* Assignment:
Starting at the first line of the records and stopping at the line that contains "positive clicks: (128, 271)", transcribe every line exactly and leave out the pictures.

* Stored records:
=== Begin Enclosure ===

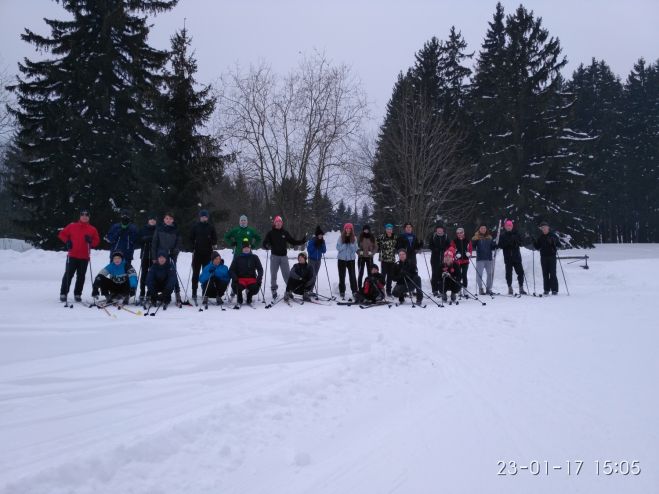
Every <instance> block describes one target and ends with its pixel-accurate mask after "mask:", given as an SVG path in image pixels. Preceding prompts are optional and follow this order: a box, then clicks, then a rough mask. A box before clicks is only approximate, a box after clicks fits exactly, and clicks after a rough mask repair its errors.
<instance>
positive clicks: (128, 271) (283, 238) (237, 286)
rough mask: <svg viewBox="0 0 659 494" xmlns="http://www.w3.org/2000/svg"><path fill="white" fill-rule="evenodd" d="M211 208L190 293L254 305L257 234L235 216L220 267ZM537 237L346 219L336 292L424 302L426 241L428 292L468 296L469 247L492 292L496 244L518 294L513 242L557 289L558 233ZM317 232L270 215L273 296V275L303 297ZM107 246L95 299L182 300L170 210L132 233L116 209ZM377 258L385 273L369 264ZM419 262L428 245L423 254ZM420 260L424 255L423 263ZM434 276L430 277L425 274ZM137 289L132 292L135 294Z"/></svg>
mask: <svg viewBox="0 0 659 494" xmlns="http://www.w3.org/2000/svg"><path fill="white" fill-rule="evenodd" d="M209 218H210V215H209V212H208V211H207V210H205V209H202V210H201V211H199V218H198V221H197V222H196V223H195V225H194V226H193V227H192V229H191V231H190V238H189V240H190V243H191V245H192V266H191V268H192V269H191V281H192V293H191V297H192V299H193V301H194V302H195V303H196V302H197V299H198V295H199V293H200V288H201V296H202V303H203V304H207V303H208V300H209V298H211V299H213V298H214V299H216V301H217V303H218V304H222V301H223V297H224V295H225V294H226V292H227V289H228V288H229V287H231V297H232V298H233V297H234V296H235V297H237V302H238V304H243V303H244V302H246V303H248V304H251V302H252V298H253V297H254V295H256V294H257V293H258V292H259V291H260V290H261V285H262V283H263V275H264V269H263V266H262V264H261V260H260V259H259V257H258V256H257V255H255V254H254V253H253V252H252V250H253V249H255V248H257V247H258V246H259V245H260V244H261V236H260V234H259V233H258V232H257V231H256V230H255V229H254V228H252V227H250V226H249V224H248V219H247V216H245V215H242V216H241V217H240V219H239V225H238V226H236V227H235V228H233V229H231V230H229V231H228V232H226V234H225V235H224V241H225V243H226V244H227V245H228V246H230V247H232V248H233V259H232V261H231V264H230V265H229V266H228V267H227V265H226V264H225V261H224V259H223V258H222V256H221V254H220V253H219V252H218V251H217V250H216V249H217V244H218V236H217V232H216V230H215V227H214V226H213V224H212V222H210V221H209ZM89 219H90V216H89V211H88V210H83V211H81V212H80V218H79V220H78V221H77V222H74V223H71V224H69V225H68V226H66V227H65V228H63V229H62V230H61V231H60V233H59V238H60V240H61V241H62V242H64V243H65V245H66V247H67V250H68V255H67V261H66V269H65V272H64V276H63V278H62V284H61V289H60V300H61V301H63V302H66V301H67V298H68V293H69V291H70V285H71V282H72V280H73V276H74V275H75V276H76V282H75V286H74V290H73V294H74V299H75V300H76V301H81V300H82V299H81V297H82V290H83V287H84V283H85V275H86V272H87V266H88V263H89V259H90V254H91V249H92V248H95V247H97V246H98V245H99V244H100V240H101V239H100V236H99V234H98V231H97V230H96V228H94V227H93V226H92V225H91V224H90V222H89ZM540 229H541V231H542V233H541V235H540V236H538V238H536V239H535V240H531V239H529V240H528V241H526V242H525V241H524V239H523V238H522V236H521V235H520V234H519V232H518V231H517V230H516V229H515V226H514V223H513V222H512V221H511V220H506V221H505V222H504V225H503V229H501V228H499V229H498V231H497V236H496V237H494V235H493V234H492V232H490V231H489V229H488V226H487V225H486V224H481V225H480V226H479V228H478V230H477V231H476V232H475V234H474V235H473V237H472V238H471V239H468V238H467V237H466V236H465V230H464V228H457V229H456V233H455V237H454V238H453V239H449V237H448V234H447V231H446V228H445V227H444V225H442V224H437V225H435V229H434V231H433V232H432V233H431V234H430V235H429V236H428V238H427V239H426V241H425V243H424V241H422V240H421V239H419V238H418V237H417V236H416V234H415V233H414V229H413V225H412V224H410V223H406V224H405V225H404V227H403V231H402V232H401V233H398V234H396V233H394V227H393V225H392V224H390V223H389V224H386V225H385V226H384V232H383V233H382V234H380V235H378V236H376V235H375V234H374V233H373V232H372V231H371V228H370V226H369V225H364V226H363V227H362V231H361V232H360V233H359V235H356V234H355V231H354V226H353V225H352V224H351V223H346V224H345V225H343V228H342V230H341V232H340V235H339V238H338V240H337V243H336V252H337V266H338V275H339V296H340V297H341V299H345V298H346V288H347V287H346V275H347V276H348V280H349V285H350V294H351V296H352V299H354V300H355V301H358V302H360V303H369V302H370V303H377V302H379V301H383V300H385V299H386V298H389V297H395V298H397V299H398V300H399V301H400V302H403V301H404V300H405V298H406V297H407V296H409V297H411V298H413V299H414V297H415V298H416V302H417V303H421V301H422V299H423V290H422V288H421V278H420V276H419V271H418V267H417V253H418V252H419V251H420V250H421V249H422V248H423V247H424V246H425V247H426V248H427V249H428V250H429V251H430V268H429V269H428V271H429V275H430V285H431V290H432V296H433V297H441V298H442V299H443V300H444V301H446V300H448V297H449V293H450V297H451V300H455V299H456V297H457V296H467V292H468V290H467V287H468V277H467V272H468V269H469V265H470V263H473V261H472V256H473V255H474V253H475V257H476V262H475V269H476V282H477V285H478V292H479V293H480V294H481V295H484V294H488V293H489V294H491V293H492V283H493V274H494V262H495V259H496V250H497V249H501V250H502V251H503V260H504V264H505V270H506V281H507V284H508V293H509V294H513V293H514V288H513V270H514V271H515V274H516V276H517V285H518V287H519V293H520V294H525V293H527V292H526V290H525V289H524V283H525V273H524V268H523V266H522V256H521V252H520V248H521V247H522V246H523V245H525V246H527V247H529V248H533V249H536V250H538V251H539V252H540V264H541V267H542V273H543V285H544V294H545V295H547V294H549V293H550V292H551V293H553V294H557V293H558V280H557V278H556V256H557V251H558V248H559V247H560V240H559V238H558V236H557V235H556V234H555V233H554V232H552V231H551V229H550V227H549V225H548V224H547V223H546V222H543V223H541V225H540ZM324 235H325V234H324V232H323V230H322V229H321V227H320V226H318V227H316V229H315V231H314V235H313V236H312V237H311V238H310V239H306V238H299V239H297V238H295V237H293V236H292V235H291V234H290V233H289V232H288V231H287V230H286V229H284V222H283V219H282V218H281V216H275V218H274V220H273V222H272V228H271V230H270V231H268V232H267V234H266V235H265V237H264V238H263V241H262V246H263V248H264V249H266V250H267V251H269V255H268V262H269V264H270V273H269V274H270V290H271V294H272V298H273V300H274V299H277V298H278V289H279V286H278V284H277V281H278V273H279V272H281V275H282V277H283V279H284V282H285V291H284V299H285V300H288V299H290V298H291V297H293V296H294V295H295V294H297V295H300V296H302V298H303V299H304V300H310V295H311V294H312V292H313V290H314V285H315V284H316V280H317V278H318V273H319V270H320V267H321V264H322V261H323V259H324V255H325V253H326V252H327V245H326V243H325V239H324ZM103 240H105V241H106V242H107V243H108V244H109V246H110V263H109V264H108V265H107V266H105V267H104V268H103V269H102V270H101V271H100V272H99V273H98V274H97V276H96V277H95V279H94V280H93V286H92V296H93V297H94V299H96V298H98V297H99V295H103V296H105V297H106V299H107V300H108V301H114V300H117V301H120V302H121V303H124V304H127V303H128V302H129V299H130V297H131V296H135V299H136V303H137V304H145V303H147V302H149V303H151V304H157V303H162V304H164V305H167V304H169V303H171V301H172V296H173V297H174V299H175V301H176V304H177V305H178V306H180V305H181V304H182V299H181V285H182V280H181V278H180V276H179V274H178V272H177V258H178V255H179V253H180V251H181V244H182V241H181V237H180V234H179V231H178V228H177V226H176V224H175V221H174V216H173V214H172V213H166V214H165V215H164V216H163V219H162V222H161V223H160V224H158V223H157V218H156V216H155V215H154V214H149V215H148V218H147V222H146V224H145V225H144V226H143V227H142V228H141V229H139V228H138V227H137V226H136V225H135V224H134V223H132V222H131V218H130V214H129V213H128V211H121V214H120V221H119V222H118V223H116V224H114V225H112V226H111V227H110V229H109V230H108V233H107V235H105V237H103ZM304 244H306V252H300V253H299V254H298V256H297V263H295V264H294V265H293V266H292V267H291V266H289V260H288V247H289V246H299V245H304ZM138 248H139V249H140V266H139V273H137V272H136V271H135V269H134V268H133V266H132V261H133V256H134V252H135V250H136V249H138ZM376 255H377V256H379V261H380V264H381V267H382V269H381V270H380V267H379V266H378V265H377V264H375V262H374V260H375V257H376ZM424 259H425V251H424ZM426 262H427V261H426ZM430 272H431V274H430ZM138 289H139V296H138V295H137V291H138Z"/></svg>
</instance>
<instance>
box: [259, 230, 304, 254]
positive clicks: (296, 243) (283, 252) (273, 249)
mask: <svg viewBox="0 0 659 494" xmlns="http://www.w3.org/2000/svg"><path fill="white" fill-rule="evenodd" d="M305 242H306V239H304V238H303V239H302V240H296V239H294V238H293V237H291V234H290V233H288V230H284V229H283V228H281V229H279V230H277V229H276V228H274V227H273V228H272V230H270V231H269V232H268V233H266V235H265V238H264V239H263V248H264V249H266V250H272V255H274V256H285V255H286V250H287V247H288V244H291V245H302V244H303V243H305Z"/></svg>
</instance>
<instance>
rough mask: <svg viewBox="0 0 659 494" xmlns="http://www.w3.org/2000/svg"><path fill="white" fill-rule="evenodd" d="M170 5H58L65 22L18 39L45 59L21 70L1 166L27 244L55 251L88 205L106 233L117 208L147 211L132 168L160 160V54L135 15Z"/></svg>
mask: <svg viewBox="0 0 659 494" xmlns="http://www.w3.org/2000/svg"><path fill="white" fill-rule="evenodd" d="M176 3H177V0H130V1H128V0H106V1H96V0H75V1H74V0H63V1H62V2H61V4H62V6H63V8H64V9H65V10H66V11H67V12H68V13H69V14H70V16H71V17H72V19H71V20H67V21H59V20H51V19H47V20H46V24H47V25H48V26H49V27H50V36H41V35H39V34H37V33H35V32H33V31H31V30H29V29H26V30H25V32H24V34H23V35H22V36H21V37H22V39H23V40H24V41H26V42H28V43H30V44H33V45H34V46H35V47H36V48H38V49H40V50H44V51H47V52H49V53H50V54H51V55H52V56H51V58H49V59H45V60H41V61H32V60H27V59H26V60H25V61H24V62H23V63H20V64H19V71H20V73H21V76H20V77H19V78H18V81H17V83H16V84H15V85H14V86H12V89H13V90H14V91H15V92H16V94H17V100H18V101H17V106H16V107H14V108H13V109H12V111H13V114H14V115H15V116H16V118H17V121H18V125H19V131H18V134H17V137H16V139H15V141H14V143H13V148H12V153H11V156H12V159H11V160H10V162H9V163H8V165H9V168H10V170H9V174H8V181H9V187H10V189H11V191H12V194H13V197H14V199H15V206H16V207H17V208H22V209H23V210H24V211H25V212H26V218H25V219H24V220H21V221H20V223H21V224H22V226H23V227H24V228H27V229H29V231H30V232H31V236H30V237H31V240H33V241H34V242H35V243H36V244H38V245H41V246H44V247H52V246H56V245H59V242H58V241H57V239H56V233H57V230H58V228H61V227H62V226H63V225H65V224H66V223H68V222H69V221H71V220H72V219H75V218H77V212H78V211H79V210H80V208H89V209H90V210H91V212H92V221H93V223H94V224H95V225H96V226H98V227H99V228H101V230H102V229H104V228H106V227H107V226H109V224H110V223H111V221H112V220H113V211H115V210H116V209H118V208H121V207H130V206H134V207H135V208H141V207H145V206H146V204H145V199H144V198H142V196H141V195H140V194H139V192H140V188H139V185H138V178H139V176H140V170H141V169H142V168H143V167H146V166H148V164H149V163H150V162H151V161H152V160H153V159H154V157H156V156H158V153H157V149H158V144H159V143H160V140H161V135H160V133H159V132H158V130H157V121H158V119H157V99H158V96H159V93H158V84H159V83H160V81H161V77H160V73H161V69H162V67H163V65H164V63H165V61H166V58H167V54H166V52H163V51H159V50H155V49H153V48H151V47H150V46H149V45H148V44H147V37H148V34H149V26H148V24H147V18H146V17H144V16H143V15H142V14H144V13H146V14H155V13H158V12H163V11H166V10H168V9H171V8H172V7H173V6H174V5H175V4H176Z"/></svg>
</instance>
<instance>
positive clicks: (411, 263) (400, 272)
mask: <svg viewBox="0 0 659 494" xmlns="http://www.w3.org/2000/svg"><path fill="white" fill-rule="evenodd" d="M393 276H394V280H395V281H396V286H395V287H394V289H393V295H394V297H398V301H399V302H400V303H401V304H402V303H403V302H405V295H407V294H408V293H409V294H410V296H411V295H412V294H413V293H414V291H416V302H417V304H421V302H422V300H423V293H422V292H421V290H420V287H421V278H420V277H419V273H418V271H417V268H416V263H413V262H410V260H409V259H408V257H407V249H405V248H402V249H400V250H399V251H398V263H397V264H396V266H395V267H394V275H393Z"/></svg>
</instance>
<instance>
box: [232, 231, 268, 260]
mask: <svg viewBox="0 0 659 494" xmlns="http://www.w3.org/2000/svg"><path fill="white" fill-rule="evenodd" d="M245 238H248V239H249V244H250V245H251V246H252V249H256V248H257V247H258V246H259V245H260V243H261V235H259V234H258V232H257V231H256V230H254V228H252V227H251V226H247V227H245V228H243V227H241V226H237V227H235V228H233V229H231V230H229V231H228V232H226V233H225V234H224V241H225V242H226V243H227V245H228V246H229V247H231V248H232V249H233V255H235V256H237V255H239V254H241V253H242V251H243V239H245Z"/></svg>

=== End Enclosure ===

* Response area:
Every <instance> block describes one target and ends with its pixel-accurate mask after "mask:", given as an SVG path in image pixels. Preceding prompts are optional and follow this order: a box, then clicks, then a rough mask. A box before clicks is only approximate, a box after clicks fits exactly, and clicks after a rough mask repair its errors.
<instance>
positive clicks: (128, 271) (283, 238) (237, 286)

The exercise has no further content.